*Dataset*.
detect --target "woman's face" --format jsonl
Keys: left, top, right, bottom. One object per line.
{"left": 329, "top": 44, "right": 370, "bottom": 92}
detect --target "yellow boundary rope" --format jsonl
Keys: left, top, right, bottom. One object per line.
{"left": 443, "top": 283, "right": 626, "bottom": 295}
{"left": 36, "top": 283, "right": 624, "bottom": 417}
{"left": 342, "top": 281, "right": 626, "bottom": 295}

*Task details*. When you respond, give the whole listing again exactly as written.

*Result below*.
detect --target "woman's face" --format jsonl
Keys: left, top, right, bottom. One object per line.
{"left": 329, "top": 44, "right": 370, "bottom": 92}
detect --target "yellow boundary rope" --format jsonl
Keys: left, top, right, bottom. One object per line.
{"left": 443, "top": 283, "right": 626, "bottom": 295}
{"left": 36, "top": 283, "right": 624, "bottom": 417}
{"left": 342, "top": 281, "right": 626, "bottom": 295}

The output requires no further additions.